Text to read →
****
12-australian-womens-land-army_1944
Member of Australian Women’s Land Army, Victorian Government Experimental Farm, Werribee, 26 January 1944. Herald, photographer unknown. Australian War Memorial, 140339.

Manor Lakes is a planned community within the City of Wyndham, located 40 kilometres west of Melbourne and seven km from Werribee – once a major regional town, now drawn into the conurbation of Greater Melbourne. Formerly part of the suburb of Wyndham Vale, in April 2016 Manor Lakes became a suburb in its own right.

Despite its relative newness, the land on which the planned community of Manor Lakes sits and the surrounding regions of the Werribee plains have a long history, stretching far beyond colonial times. Its traditional Indigenous owners, the Wathwaurong people, lived on the land for over 25,000 years before being dispossessed by European squatters in the earliest years of European colonisation. Werribee is named for the Indigenous word for the river that runs through the plains to the sea, while the Werribee Plains, on which it sits, were known to the local people as Iramoo.
****
Extracted entries →
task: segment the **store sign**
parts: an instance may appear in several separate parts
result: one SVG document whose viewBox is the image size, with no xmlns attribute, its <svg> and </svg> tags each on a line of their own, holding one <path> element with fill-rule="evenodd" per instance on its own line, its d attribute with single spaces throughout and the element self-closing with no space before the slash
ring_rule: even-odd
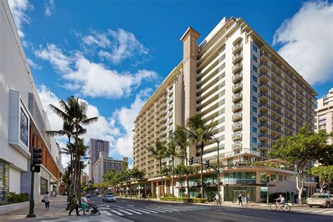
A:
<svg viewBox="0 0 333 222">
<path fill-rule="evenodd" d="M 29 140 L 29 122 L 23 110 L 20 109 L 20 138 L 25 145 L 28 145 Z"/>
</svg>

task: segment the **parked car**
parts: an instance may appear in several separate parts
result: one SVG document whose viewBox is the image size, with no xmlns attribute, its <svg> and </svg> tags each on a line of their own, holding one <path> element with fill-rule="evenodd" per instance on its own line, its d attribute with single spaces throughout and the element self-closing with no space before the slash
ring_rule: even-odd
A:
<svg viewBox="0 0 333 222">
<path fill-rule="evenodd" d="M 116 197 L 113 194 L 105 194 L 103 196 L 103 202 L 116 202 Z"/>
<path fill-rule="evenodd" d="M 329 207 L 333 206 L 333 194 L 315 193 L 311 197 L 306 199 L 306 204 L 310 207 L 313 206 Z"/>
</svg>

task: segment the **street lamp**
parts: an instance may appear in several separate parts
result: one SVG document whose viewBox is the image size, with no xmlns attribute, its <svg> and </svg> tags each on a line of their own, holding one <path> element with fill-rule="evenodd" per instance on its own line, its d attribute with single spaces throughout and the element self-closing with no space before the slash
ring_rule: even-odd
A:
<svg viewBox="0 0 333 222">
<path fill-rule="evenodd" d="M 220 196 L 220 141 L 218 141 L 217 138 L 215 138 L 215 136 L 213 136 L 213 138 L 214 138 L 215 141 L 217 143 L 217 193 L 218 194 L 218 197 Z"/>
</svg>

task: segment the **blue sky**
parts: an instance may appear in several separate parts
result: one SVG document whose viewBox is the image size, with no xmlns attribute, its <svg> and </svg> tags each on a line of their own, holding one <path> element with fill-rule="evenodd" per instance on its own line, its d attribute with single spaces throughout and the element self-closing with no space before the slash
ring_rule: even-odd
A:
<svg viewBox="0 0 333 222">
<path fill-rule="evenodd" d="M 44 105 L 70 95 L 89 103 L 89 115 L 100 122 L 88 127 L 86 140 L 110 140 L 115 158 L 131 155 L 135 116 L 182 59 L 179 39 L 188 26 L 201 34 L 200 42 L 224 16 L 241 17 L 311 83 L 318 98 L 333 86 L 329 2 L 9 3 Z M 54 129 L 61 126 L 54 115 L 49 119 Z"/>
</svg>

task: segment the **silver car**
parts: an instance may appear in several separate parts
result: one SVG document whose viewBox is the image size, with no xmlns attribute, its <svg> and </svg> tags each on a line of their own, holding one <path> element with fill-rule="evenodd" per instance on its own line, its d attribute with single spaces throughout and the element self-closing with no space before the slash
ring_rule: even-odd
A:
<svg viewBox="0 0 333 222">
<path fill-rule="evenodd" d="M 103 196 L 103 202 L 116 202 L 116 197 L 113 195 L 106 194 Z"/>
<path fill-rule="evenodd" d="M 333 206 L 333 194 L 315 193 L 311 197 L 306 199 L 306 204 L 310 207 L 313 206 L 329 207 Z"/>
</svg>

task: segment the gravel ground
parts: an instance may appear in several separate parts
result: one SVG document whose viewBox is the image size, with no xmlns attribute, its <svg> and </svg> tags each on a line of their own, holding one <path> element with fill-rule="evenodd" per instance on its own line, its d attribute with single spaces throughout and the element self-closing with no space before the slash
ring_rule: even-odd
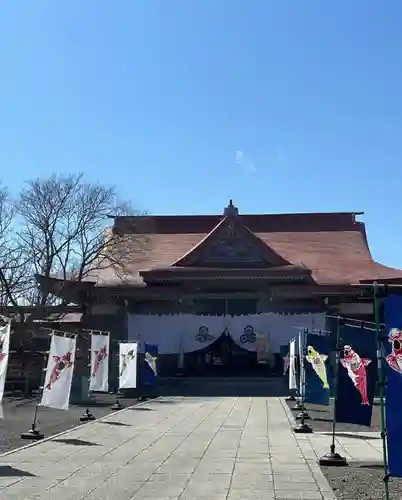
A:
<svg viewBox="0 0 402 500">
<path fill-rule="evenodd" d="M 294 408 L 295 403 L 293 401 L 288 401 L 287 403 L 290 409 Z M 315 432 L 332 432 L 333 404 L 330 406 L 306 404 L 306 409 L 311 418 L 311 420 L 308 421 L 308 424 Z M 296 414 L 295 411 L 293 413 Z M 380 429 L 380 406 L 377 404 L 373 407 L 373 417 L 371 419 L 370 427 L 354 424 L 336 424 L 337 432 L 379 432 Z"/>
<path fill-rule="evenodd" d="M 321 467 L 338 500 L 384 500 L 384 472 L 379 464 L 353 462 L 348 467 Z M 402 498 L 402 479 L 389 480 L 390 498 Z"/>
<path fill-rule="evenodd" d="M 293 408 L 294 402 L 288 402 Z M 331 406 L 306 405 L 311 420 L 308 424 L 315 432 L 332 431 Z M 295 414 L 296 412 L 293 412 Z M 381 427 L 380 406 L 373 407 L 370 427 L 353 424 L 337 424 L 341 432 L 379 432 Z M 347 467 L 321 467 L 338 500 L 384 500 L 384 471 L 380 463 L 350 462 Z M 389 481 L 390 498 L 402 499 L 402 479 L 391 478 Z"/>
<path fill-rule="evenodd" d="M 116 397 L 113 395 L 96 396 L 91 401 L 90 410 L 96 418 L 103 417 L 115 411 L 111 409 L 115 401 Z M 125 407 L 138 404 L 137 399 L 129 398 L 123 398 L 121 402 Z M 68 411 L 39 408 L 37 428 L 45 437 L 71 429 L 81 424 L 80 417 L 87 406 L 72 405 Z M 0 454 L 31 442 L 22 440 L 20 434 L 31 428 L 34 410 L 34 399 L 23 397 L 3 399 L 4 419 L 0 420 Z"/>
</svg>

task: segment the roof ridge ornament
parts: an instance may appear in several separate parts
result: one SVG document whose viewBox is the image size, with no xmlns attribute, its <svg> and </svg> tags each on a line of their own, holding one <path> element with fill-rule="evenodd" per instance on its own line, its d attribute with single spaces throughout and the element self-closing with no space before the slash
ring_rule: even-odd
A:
****
Translate this sentence from the text on Manor Lakes into Spanish: "Formerly part of the suburb of Wyndham Vale, in April 2016 Manor Lakes became a suburb in its own right."

Anteriormente parte del suburbio de Wyndham Vale, en abril de 2016 Manor Lakes se convirtió en un suburbio por derecho propio.